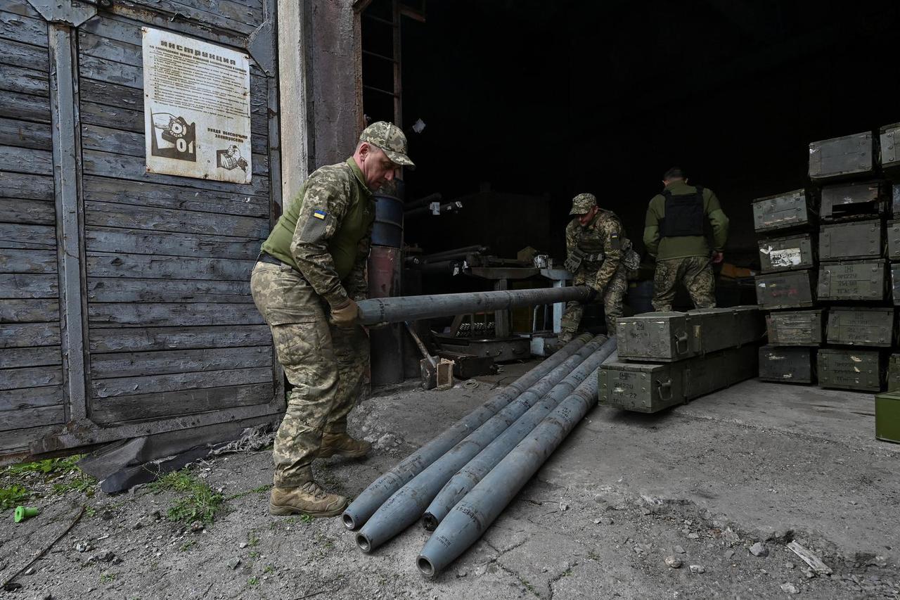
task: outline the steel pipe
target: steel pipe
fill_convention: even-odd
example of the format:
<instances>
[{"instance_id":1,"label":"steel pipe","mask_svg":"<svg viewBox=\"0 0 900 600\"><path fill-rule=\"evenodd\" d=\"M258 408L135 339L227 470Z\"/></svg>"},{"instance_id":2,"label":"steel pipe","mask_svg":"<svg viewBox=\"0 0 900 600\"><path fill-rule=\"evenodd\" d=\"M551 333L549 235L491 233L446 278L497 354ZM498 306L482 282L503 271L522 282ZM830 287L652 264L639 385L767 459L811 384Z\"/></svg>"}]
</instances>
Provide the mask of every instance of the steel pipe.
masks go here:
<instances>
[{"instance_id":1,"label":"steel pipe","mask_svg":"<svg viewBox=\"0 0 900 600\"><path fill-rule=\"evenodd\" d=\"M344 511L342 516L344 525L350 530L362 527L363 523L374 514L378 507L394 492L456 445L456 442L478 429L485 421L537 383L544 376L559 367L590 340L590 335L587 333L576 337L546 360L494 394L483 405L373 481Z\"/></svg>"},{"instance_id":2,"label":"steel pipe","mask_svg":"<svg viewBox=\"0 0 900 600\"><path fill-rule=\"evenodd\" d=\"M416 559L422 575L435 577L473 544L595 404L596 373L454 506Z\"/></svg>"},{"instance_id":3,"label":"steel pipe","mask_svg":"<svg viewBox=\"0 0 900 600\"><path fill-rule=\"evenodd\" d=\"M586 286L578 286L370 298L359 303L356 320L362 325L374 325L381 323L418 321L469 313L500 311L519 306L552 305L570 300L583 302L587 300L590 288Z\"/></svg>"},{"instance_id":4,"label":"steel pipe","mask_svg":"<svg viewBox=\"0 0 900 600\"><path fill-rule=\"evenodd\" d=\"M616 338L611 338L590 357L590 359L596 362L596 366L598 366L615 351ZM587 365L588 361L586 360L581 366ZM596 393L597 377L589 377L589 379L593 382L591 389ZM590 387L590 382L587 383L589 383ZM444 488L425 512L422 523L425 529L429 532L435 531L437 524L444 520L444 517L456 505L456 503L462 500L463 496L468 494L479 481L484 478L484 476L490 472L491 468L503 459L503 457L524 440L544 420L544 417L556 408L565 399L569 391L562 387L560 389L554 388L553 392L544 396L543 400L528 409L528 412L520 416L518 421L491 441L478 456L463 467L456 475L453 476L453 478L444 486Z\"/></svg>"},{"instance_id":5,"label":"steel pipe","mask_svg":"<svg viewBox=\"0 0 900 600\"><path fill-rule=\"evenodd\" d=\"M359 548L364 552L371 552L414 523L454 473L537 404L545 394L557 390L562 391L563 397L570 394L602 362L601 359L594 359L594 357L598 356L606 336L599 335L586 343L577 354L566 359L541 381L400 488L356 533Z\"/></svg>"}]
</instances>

* * *

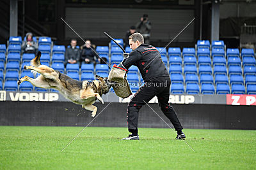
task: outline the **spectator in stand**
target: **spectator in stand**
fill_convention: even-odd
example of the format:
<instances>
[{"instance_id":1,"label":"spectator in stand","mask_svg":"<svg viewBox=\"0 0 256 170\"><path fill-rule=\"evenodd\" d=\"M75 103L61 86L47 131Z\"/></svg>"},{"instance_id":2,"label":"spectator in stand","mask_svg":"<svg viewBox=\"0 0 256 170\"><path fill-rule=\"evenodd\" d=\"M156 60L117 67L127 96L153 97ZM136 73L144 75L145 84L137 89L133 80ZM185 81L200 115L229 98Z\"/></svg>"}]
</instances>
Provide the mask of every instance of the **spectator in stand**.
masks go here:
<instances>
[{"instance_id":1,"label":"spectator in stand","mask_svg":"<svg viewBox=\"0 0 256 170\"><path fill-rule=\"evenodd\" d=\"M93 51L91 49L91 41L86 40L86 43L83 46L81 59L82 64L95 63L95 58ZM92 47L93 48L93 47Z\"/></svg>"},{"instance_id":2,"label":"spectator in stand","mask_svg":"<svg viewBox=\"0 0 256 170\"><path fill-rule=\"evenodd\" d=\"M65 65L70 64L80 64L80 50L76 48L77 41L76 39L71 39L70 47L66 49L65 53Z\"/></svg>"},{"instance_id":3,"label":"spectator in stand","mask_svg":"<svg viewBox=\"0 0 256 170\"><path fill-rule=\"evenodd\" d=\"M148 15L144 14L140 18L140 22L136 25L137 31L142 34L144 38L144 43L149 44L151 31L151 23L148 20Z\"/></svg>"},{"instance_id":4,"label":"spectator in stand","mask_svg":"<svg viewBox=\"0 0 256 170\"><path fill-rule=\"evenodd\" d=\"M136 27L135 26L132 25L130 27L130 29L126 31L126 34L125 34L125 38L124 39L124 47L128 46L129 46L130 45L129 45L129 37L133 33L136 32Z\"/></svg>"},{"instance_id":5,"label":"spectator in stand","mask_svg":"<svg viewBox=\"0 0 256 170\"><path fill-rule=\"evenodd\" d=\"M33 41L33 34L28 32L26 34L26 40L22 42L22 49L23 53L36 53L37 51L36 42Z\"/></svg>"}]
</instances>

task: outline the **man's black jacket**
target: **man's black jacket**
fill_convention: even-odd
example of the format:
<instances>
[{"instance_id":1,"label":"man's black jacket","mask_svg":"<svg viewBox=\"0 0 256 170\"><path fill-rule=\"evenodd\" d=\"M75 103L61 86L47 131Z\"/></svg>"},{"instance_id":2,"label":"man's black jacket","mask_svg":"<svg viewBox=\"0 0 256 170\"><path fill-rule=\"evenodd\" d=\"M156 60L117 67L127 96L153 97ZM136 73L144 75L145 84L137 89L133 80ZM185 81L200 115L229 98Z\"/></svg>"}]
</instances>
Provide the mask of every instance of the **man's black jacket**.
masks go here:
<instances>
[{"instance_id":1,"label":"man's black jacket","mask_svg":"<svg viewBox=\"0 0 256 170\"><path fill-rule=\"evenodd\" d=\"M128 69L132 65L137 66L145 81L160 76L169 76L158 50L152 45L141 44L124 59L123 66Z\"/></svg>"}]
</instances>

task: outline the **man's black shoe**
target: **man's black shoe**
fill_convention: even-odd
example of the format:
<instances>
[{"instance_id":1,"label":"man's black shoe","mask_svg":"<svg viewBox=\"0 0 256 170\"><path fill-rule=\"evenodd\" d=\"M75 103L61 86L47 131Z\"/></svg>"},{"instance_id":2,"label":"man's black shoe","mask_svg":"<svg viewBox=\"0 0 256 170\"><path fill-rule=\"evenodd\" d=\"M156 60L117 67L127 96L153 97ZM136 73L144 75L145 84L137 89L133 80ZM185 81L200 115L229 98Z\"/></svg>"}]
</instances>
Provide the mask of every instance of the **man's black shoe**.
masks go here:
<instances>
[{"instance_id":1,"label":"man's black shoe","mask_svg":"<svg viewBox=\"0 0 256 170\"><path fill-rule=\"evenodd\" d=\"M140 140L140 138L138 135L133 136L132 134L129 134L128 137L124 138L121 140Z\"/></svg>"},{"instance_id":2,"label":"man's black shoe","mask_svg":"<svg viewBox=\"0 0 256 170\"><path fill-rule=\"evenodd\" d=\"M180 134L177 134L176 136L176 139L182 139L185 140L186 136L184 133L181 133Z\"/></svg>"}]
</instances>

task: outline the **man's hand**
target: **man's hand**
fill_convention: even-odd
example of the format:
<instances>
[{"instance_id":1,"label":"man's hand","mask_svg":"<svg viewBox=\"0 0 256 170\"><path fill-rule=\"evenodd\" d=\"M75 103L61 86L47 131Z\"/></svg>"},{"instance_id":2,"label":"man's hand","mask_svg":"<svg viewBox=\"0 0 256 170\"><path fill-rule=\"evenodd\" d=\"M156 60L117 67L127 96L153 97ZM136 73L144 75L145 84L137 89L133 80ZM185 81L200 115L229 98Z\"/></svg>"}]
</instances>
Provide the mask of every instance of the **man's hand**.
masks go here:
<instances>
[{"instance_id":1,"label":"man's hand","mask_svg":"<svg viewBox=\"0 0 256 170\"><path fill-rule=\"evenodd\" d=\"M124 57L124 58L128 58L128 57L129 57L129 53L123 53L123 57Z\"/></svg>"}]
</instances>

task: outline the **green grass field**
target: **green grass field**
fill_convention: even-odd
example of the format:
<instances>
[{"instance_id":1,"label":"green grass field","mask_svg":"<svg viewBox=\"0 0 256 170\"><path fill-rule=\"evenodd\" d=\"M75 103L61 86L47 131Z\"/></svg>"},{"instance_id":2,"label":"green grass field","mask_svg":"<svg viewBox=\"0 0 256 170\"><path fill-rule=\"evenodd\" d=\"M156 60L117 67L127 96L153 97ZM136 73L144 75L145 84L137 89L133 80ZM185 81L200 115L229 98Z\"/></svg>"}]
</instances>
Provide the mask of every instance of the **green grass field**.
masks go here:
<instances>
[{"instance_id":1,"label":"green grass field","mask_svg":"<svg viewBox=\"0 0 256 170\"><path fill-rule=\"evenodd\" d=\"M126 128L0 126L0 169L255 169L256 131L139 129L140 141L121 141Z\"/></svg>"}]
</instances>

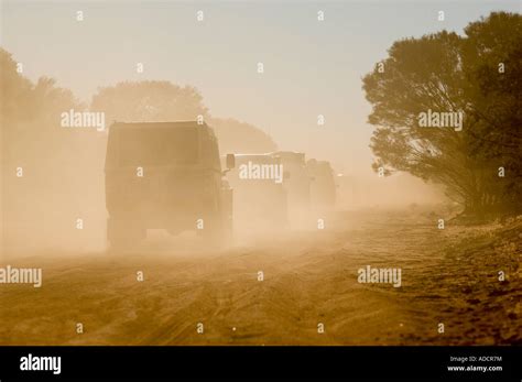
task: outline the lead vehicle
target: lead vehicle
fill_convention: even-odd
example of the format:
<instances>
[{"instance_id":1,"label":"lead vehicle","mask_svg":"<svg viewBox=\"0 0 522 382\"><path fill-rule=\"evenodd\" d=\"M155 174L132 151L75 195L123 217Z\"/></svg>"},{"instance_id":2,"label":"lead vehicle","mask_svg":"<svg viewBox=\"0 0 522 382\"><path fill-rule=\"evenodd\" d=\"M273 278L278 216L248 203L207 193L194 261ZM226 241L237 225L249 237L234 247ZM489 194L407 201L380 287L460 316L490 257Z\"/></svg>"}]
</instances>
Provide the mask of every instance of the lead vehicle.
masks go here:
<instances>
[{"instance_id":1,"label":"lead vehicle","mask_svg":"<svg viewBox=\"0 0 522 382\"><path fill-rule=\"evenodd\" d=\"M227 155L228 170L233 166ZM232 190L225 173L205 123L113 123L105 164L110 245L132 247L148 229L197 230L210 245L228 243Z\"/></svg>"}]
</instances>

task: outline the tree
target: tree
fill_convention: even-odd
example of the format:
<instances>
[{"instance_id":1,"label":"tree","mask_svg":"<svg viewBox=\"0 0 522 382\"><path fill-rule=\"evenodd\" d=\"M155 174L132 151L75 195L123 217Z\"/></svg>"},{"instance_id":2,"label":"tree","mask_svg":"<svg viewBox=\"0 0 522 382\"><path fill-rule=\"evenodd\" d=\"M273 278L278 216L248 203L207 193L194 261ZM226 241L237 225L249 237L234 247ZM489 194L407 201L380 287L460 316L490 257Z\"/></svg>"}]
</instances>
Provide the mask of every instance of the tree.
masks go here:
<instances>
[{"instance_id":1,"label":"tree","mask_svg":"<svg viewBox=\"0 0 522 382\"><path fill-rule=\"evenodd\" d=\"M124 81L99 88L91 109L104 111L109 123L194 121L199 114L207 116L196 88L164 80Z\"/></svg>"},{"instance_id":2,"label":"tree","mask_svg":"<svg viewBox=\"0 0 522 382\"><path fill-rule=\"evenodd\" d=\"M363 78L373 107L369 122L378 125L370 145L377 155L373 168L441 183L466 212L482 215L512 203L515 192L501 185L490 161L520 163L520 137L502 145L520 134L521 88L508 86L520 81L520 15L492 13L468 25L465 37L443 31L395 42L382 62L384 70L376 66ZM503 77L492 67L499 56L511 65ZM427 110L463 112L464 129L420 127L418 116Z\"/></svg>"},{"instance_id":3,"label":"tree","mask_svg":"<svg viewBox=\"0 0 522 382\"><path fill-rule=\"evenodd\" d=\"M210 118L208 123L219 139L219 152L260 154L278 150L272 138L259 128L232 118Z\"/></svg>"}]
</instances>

### Exercise aim
Return, unchanged, every line of the listing above from the one containing "task: outline the **green grass field**" down to the one containing "Provide the mask of every instance of the **green", including both of those lines.

### Solution to this task
task: outline the **green grass field**
target: **green grass field**
fill_convention: even-odd
example of the format:
<instances>
[{"instance_id":1,"label":"green grass field","mask_svg":"<svg viewBox=\"0 0 256 170\"><path fill-rule=\"evenodd\" d=\"M75 103L61 86L47 131Z\"/></svg>"},{"instance_id":2,"label":"green grass field","mask_svg":"<svg viewBox=\"0 0 256 170\"><path fill-rule=\"evenodd\" d=\"M156 60L117 67L127 96L153 97ZM136 73L144 75L145 84L137 89L133 80ZM185 81L200 115L229 98Z\"/></svg>"}]
</instances>
Provide the mask of every instance of the **green grass field**.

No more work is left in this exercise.